(What to work on): Please repeat verbatim the rows between the line holding "31L20 53L41 44L49" and the line holding "box: [0, 0, 87, 72]", inclusive.

(Records to use):
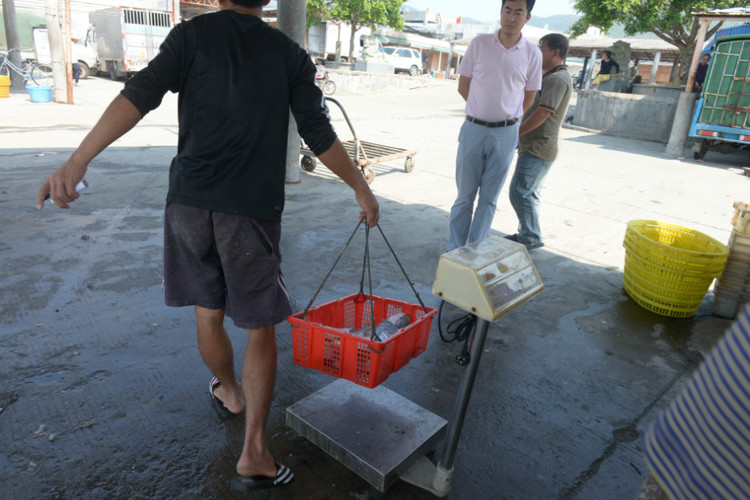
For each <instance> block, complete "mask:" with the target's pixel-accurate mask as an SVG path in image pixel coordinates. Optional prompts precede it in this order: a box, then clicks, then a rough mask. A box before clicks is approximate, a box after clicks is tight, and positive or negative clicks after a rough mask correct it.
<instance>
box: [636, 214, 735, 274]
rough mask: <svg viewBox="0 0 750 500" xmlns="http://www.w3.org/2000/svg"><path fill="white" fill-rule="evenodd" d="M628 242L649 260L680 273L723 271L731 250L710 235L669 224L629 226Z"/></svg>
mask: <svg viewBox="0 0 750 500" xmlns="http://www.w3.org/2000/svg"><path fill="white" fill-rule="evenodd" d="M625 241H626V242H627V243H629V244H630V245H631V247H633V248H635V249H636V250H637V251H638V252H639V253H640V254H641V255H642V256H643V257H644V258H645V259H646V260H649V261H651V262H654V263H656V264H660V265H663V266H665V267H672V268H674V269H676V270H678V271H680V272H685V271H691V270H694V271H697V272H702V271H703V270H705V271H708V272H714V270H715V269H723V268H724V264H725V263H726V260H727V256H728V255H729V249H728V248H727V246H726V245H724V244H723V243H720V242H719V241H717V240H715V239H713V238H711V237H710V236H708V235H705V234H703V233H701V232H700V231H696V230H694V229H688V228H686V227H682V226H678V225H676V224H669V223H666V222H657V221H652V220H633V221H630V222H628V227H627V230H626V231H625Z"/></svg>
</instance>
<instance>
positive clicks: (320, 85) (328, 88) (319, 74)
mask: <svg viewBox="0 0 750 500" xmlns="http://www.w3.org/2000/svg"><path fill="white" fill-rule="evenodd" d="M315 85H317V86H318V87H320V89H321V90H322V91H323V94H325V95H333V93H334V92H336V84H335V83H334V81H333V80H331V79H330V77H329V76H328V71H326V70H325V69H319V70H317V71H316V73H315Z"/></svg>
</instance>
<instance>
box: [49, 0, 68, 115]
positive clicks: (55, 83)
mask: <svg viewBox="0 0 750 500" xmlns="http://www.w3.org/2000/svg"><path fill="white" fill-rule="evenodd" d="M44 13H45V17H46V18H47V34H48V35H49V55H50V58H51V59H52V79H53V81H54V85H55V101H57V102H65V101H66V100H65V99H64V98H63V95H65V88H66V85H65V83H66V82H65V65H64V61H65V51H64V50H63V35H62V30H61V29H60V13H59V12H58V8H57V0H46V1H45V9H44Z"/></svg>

* * *

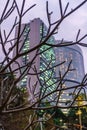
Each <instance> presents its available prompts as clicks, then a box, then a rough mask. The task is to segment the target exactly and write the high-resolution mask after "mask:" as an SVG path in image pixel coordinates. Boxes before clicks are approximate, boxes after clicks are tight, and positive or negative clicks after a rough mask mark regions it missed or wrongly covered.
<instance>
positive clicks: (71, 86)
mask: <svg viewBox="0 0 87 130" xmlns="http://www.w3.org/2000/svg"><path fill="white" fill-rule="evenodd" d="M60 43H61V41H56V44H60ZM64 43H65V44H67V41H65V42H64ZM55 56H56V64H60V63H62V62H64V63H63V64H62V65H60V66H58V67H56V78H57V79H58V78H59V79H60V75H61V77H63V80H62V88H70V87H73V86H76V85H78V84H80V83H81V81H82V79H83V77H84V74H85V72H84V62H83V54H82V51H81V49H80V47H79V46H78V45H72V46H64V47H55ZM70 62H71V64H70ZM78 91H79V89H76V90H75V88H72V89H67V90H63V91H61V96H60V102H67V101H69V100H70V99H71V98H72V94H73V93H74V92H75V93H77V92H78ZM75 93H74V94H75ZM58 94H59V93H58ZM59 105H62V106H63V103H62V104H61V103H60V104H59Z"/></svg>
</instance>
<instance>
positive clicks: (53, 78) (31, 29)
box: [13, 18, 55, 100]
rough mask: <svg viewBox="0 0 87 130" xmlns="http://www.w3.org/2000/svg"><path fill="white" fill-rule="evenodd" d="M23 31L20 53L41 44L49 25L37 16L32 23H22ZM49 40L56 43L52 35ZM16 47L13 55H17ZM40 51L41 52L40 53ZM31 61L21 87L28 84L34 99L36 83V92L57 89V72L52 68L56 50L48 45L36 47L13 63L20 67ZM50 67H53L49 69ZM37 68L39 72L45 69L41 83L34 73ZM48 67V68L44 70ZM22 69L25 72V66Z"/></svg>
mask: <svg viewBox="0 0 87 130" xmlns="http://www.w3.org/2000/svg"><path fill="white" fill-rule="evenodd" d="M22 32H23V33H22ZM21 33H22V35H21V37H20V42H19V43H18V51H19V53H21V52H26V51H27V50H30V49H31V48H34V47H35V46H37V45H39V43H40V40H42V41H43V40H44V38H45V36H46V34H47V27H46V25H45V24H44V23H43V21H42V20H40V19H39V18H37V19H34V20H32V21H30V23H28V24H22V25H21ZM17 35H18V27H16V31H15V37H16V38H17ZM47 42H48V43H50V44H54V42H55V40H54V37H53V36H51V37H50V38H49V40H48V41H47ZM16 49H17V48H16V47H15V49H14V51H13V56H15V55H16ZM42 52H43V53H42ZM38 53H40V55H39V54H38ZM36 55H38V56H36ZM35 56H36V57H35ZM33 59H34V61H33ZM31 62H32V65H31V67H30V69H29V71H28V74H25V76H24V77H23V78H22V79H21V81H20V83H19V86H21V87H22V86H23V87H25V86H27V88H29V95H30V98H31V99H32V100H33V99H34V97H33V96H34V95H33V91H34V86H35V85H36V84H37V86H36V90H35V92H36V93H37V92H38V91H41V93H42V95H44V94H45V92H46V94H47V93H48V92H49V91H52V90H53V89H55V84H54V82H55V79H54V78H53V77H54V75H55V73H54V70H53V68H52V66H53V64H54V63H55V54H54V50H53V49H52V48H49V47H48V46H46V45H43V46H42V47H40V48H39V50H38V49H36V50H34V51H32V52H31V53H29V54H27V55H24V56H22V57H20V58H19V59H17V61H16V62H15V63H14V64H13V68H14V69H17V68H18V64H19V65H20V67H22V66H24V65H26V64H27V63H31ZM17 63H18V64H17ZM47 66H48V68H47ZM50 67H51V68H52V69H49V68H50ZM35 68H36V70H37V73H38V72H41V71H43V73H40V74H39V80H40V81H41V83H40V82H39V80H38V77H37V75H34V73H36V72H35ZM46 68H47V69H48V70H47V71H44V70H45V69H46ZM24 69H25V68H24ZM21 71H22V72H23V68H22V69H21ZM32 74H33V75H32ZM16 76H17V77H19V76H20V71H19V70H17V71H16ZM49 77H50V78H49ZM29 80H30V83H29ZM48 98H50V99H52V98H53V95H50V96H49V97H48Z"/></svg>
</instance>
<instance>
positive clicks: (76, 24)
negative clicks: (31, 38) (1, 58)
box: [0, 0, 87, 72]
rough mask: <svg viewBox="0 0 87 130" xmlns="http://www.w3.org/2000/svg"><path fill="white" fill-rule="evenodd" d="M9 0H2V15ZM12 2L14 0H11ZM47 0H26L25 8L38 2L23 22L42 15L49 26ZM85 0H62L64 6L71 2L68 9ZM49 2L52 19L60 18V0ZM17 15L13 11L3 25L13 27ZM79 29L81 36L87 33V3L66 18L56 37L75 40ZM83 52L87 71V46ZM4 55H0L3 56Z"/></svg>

(Answer for the task):
rough mask: <svg viewBox="0 0 87 130" xmlns="http://www.w3.org/2000/svg"><path fill="white" fill-rule="evenodd" d="M23 31L20 53L41 44L49 25L37 16L32 23H22ZM49 40L56 43L52 35ZM16 47L13 55H17ZM40 51L41 52L40 53ZM31 61L21 87L28 84L34 99L36 83V92L57 89V72L52 68L56 50L48 45L36 47L13 63L20 67ZM50 67H53L49 69ZM37 68L39 72L45 69L41 83L34 73ZM48 67V68L44 70ZM22 69L25 72V66Z"/></svg>
mask: <svg viewBox="0 0 87 130" xmlns="http://www.w3.org/2000/svg"><path fill="white" fill-rule="evenodd" d="M22 32H23V33H22ZM21 33H22V35H21V37H20V42H19V43H18V51H19V53H21V52H26V51H27V50H30V49H31V48H34V47H35V46H37V45H39V43H40V40H42V41H43V40H44V38H45V36H46V34H47V27H46V25H45V24H44V23H43V21H42V20H40V19H39V18H37V19H34V20H32V21H30V23H28V24H22V25H21ZM17 35H18V27H16V31H15V37H16V38H17ZM47 42H48V43H50V44H54V42H55V40H54V37H53V36H51V37H50V38H49V40H48V41H47ZM16 49H17V48H16V47H15V49H14V51H13V56H15V55H16ZM42 52H43V53H42ZM38 53H40V55H39V54H38ZM36 55H38V56H36ZM35 56H36V57H35ZM33 59H34V61H33ZM31 62H32V65H31V67H30V69H29V71H28V74H25V76H24V77H23V78H22V79H21V81H20V83H19V86H21V87H22V86H23V87H25V86H27V88H29V95H30V98H31V99H32V100H33V99H34V97H33V96H34V95H33V91H34V86H35V85H36V84H37V86H36V90H35V92H36V93H37V92H38V91H41V93H42V95H44V94H45V92H46V94H47V93H48V92H49V91H52V90H53V89H55V84H54V82H55V79H54V78H53V77H54V75H55V73H54V70H53V68H52V66H53V64H54V63H55V54H54V50H53V49H52V48H49V47H48V46H46V45H43V46H42V47H40V48H39V50H38V49H36V50H34V51H32V52H31V53H29V54H27V55H24V56H22V57H20V58H19V59H17V61H16V62H15V63H14V64H13V68H14V69H17V68H18V64H19V65H20V67H22V66H24V65H26V64H27V63H31ZM17 63H18V64H17ZM47 66H48V68H47ZM50 67H51V68H52V69H49V68H50ZM35 68H36V70H37V73H38V72H41V71H43V73H40V74H39V80H40V81H41V83H40V82H39V80H38V77H37V75H34V73H36V72H35ZM46 68H47V69H48V70H47V71H44V70H45V69H46ZM24 69H25V68H24ZM21 71H22V72H23V68H22V69H21ZM32 74H33V75H32ZM16 76H17V77H19V76H20V71H19V70H17V71H16ZM49 77H50V78H49ZM29 80H30V83H29ZM48 98H50V99H52V98H53V95H50V96H49V97H48Z"/></svg>
</instance>
<instance>
positive clicks: (76, 24)
negative clicks: (31, 38) (1, 58)
box: [0, 0, 87, 72]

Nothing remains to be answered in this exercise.